## Records shown
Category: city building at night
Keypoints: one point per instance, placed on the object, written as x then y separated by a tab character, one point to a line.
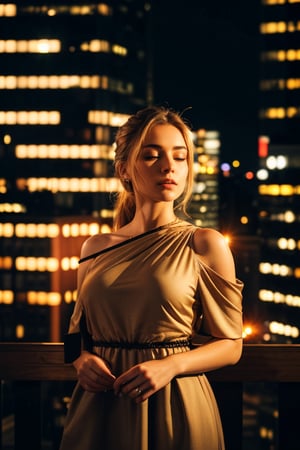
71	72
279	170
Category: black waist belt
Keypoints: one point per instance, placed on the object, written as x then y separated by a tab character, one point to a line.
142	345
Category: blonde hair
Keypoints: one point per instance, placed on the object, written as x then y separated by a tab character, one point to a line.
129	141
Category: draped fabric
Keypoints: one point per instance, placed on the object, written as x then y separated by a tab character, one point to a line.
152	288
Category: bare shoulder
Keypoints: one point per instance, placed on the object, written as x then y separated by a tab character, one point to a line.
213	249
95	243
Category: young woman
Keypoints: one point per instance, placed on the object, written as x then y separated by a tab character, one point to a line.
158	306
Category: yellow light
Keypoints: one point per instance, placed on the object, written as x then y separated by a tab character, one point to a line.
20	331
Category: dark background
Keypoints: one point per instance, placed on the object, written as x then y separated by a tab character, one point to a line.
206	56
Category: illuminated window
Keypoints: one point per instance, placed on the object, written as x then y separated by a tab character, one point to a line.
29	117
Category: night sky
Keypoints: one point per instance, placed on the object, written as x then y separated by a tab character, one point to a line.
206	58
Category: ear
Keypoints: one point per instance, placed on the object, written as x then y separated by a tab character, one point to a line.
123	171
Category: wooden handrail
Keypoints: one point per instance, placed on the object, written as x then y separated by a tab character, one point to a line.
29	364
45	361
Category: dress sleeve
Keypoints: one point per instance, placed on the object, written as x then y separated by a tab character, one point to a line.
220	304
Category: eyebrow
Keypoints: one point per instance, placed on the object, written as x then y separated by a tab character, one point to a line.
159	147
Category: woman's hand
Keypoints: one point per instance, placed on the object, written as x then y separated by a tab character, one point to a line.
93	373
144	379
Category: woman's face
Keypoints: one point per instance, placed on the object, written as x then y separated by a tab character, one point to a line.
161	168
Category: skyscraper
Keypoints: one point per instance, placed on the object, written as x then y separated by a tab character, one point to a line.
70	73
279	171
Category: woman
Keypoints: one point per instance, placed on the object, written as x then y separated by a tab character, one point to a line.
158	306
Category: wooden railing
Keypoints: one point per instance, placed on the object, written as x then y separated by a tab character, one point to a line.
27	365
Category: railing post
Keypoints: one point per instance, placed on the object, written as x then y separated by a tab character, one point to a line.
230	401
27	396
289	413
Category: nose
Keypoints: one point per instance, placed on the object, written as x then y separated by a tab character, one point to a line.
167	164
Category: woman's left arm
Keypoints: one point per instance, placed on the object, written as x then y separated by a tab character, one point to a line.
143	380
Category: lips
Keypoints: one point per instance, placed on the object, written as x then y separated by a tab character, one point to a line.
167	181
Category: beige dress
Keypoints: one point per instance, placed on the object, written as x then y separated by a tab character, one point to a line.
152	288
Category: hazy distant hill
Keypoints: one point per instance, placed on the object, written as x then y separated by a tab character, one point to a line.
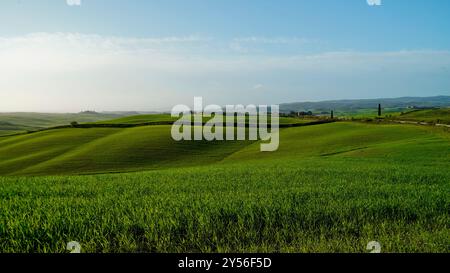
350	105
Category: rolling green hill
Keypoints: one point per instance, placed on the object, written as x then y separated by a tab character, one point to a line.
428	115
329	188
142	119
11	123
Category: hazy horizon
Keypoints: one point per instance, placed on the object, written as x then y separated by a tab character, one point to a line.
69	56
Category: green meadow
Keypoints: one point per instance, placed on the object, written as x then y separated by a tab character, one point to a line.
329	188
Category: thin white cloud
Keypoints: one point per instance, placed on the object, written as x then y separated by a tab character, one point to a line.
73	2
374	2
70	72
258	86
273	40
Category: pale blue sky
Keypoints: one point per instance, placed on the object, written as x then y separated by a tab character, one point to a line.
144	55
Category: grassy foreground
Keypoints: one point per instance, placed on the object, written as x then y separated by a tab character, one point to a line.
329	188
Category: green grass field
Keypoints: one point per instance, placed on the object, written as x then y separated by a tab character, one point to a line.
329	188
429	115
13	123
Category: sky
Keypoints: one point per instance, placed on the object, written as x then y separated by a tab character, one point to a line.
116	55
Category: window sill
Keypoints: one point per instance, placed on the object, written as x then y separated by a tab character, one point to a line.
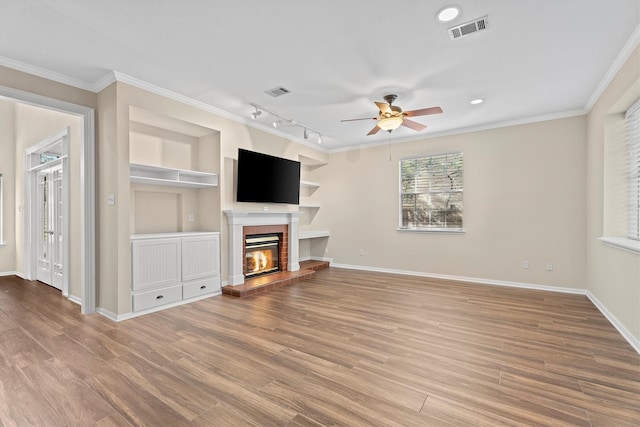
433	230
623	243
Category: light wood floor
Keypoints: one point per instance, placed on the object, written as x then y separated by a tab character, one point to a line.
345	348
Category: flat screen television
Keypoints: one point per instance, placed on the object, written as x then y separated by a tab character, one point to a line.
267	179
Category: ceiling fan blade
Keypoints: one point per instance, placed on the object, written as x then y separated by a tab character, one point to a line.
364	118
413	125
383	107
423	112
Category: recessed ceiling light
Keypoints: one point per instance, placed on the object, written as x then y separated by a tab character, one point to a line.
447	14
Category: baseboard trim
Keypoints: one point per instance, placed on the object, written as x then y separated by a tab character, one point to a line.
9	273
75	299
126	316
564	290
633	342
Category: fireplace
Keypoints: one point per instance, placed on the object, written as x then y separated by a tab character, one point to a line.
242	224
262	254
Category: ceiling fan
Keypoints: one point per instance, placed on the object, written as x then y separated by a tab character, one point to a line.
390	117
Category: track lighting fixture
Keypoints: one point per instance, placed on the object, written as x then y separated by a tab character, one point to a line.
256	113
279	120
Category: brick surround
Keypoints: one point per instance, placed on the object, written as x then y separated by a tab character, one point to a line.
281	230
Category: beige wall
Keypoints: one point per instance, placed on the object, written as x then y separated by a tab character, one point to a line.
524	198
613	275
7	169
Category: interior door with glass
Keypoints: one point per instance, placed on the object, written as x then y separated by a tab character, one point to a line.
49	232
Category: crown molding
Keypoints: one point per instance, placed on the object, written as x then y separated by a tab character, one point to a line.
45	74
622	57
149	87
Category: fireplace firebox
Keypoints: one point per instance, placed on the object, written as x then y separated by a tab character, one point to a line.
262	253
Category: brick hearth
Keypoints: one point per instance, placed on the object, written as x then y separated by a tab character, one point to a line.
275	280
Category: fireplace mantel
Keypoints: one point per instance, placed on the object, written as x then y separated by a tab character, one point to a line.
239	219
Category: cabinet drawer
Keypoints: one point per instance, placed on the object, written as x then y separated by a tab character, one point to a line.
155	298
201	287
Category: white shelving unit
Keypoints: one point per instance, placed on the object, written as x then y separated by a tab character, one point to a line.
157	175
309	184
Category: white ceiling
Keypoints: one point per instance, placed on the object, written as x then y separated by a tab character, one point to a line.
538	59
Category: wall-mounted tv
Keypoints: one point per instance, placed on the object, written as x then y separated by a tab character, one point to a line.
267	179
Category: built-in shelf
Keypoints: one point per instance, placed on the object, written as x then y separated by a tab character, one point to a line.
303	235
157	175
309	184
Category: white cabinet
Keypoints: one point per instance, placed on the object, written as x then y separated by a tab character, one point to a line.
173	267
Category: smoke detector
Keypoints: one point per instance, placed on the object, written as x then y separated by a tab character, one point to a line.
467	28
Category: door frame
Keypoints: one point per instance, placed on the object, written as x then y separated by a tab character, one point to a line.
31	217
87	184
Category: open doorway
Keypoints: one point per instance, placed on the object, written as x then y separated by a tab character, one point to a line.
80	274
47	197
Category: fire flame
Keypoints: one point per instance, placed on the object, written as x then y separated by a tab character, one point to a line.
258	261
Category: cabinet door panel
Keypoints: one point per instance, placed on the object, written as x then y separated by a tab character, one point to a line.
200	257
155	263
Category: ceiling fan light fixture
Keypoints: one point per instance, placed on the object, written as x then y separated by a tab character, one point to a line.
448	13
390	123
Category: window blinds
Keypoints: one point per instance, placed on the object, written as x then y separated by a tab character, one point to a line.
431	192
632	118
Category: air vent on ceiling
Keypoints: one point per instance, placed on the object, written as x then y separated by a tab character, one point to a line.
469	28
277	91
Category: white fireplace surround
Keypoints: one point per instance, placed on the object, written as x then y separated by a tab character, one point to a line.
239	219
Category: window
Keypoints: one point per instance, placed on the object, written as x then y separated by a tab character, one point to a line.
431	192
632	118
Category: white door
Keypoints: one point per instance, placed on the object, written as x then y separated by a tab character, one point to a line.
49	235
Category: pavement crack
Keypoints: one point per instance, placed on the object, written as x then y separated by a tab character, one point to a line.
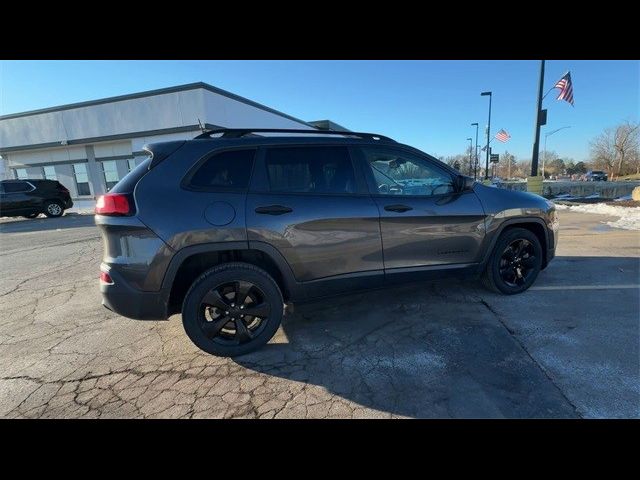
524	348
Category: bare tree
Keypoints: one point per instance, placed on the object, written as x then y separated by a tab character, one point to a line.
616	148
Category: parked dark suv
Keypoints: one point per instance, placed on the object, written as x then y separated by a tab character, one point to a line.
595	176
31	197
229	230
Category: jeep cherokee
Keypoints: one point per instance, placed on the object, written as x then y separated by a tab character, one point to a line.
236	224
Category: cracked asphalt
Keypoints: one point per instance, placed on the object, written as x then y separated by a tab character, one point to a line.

## Task requirements
Render every line from the one containing "Category: jeep cherokee" up to and including the last line of the records as a JSON list of strings, one string per line, with blank lines left out.

## Result below
[
  "Category: jeep cherokee",
  "Keypoints: one point per instance, placed on the object, written as x then y separated by a tab character, one point to a line.",
  "236\t224",
  "Category: cracked asphalt",
  "Keypoints: one point per instance, placed on the object, written as x then y separated by a tab character, one point to a line."
]